start

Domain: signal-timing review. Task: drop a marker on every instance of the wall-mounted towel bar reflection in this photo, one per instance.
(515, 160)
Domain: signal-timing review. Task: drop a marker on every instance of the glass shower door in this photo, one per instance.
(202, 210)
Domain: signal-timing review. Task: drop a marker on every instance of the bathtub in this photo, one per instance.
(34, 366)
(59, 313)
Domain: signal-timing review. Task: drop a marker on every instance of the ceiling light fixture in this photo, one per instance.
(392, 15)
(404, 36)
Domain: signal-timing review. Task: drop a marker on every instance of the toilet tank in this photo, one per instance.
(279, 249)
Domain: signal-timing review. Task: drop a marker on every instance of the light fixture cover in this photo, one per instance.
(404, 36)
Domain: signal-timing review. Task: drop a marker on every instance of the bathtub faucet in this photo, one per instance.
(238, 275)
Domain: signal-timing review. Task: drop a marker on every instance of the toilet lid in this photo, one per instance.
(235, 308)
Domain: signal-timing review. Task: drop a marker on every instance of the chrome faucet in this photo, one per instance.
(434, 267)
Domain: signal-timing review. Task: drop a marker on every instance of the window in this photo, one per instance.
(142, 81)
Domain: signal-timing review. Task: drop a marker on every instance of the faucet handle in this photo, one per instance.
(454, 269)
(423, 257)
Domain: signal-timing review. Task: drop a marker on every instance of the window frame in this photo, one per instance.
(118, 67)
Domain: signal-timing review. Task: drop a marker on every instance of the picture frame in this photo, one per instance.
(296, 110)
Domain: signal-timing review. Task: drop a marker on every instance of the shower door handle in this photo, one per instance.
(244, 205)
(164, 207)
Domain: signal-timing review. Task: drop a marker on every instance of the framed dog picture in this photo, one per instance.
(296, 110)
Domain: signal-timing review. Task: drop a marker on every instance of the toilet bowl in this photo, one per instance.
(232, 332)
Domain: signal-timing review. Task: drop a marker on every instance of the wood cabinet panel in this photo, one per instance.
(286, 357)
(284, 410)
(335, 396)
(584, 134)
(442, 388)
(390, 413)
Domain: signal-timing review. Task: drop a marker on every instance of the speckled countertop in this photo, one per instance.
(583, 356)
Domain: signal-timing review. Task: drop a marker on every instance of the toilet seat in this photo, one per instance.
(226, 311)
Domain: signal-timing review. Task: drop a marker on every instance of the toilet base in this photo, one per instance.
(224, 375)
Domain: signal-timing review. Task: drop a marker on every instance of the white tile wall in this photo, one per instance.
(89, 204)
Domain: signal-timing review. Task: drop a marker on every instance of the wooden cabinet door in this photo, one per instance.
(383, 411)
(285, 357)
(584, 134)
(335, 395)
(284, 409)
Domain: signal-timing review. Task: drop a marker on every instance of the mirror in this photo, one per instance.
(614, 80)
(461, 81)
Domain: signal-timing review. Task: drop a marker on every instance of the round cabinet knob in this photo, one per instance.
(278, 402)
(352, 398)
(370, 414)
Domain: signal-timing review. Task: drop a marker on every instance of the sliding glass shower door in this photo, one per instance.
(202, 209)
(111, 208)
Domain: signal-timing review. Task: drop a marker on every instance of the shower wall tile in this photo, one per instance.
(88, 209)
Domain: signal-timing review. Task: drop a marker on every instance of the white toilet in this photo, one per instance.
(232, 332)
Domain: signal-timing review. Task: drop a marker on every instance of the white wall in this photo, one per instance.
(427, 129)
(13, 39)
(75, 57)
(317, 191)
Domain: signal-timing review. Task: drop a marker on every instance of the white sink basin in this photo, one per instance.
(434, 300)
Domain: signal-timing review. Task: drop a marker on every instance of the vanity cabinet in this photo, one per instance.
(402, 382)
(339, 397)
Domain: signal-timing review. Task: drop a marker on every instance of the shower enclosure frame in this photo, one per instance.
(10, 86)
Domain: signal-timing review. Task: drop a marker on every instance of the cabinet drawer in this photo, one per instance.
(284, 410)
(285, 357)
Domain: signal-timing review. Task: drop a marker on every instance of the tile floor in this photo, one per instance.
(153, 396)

end
start

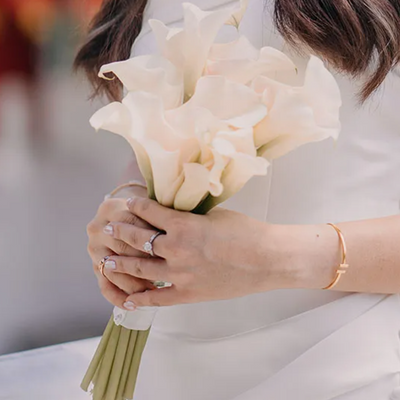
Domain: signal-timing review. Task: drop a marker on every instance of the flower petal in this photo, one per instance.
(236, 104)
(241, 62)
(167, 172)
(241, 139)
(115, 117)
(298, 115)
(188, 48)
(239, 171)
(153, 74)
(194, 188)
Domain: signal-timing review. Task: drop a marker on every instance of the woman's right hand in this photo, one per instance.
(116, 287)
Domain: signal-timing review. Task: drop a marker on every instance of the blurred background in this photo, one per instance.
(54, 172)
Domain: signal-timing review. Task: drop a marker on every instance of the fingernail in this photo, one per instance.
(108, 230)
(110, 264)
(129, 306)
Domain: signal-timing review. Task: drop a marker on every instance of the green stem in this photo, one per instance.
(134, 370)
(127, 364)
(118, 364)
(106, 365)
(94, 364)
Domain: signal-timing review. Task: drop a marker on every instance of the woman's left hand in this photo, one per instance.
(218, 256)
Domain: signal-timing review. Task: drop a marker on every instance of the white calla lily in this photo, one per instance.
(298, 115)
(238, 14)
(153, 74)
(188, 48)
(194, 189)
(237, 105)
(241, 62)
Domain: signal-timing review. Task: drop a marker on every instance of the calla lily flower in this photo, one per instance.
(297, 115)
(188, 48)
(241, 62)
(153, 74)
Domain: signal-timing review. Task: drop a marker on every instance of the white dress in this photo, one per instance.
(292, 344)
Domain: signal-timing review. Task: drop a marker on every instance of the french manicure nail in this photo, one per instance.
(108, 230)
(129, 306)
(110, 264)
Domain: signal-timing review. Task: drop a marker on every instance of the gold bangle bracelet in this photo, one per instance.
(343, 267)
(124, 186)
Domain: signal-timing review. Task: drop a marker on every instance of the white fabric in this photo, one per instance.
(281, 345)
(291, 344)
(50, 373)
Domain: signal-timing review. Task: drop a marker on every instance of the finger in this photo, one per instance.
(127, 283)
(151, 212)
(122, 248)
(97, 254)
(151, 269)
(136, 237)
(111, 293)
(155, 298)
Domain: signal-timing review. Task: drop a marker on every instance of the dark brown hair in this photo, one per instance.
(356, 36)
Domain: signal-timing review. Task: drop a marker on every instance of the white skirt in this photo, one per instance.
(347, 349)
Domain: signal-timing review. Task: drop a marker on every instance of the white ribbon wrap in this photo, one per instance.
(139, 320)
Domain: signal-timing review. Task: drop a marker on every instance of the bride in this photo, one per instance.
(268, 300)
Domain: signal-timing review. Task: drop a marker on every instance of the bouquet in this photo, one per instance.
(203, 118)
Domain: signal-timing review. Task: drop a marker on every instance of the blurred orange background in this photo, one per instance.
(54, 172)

end

WHAT THE EXERCISE ASKS –
Show each line of the items above that contains the word "bathtub", copying every such line in full. Case counts.

WRITTEN RESPONSE –
Domain: signal-timing review. Task: drop a marker on every instance of the bathtub in this photo, one per instance.
Domain: signal-timing review. Task: drop a marker on every instance of the bathtub faucet in this photo, one per instance.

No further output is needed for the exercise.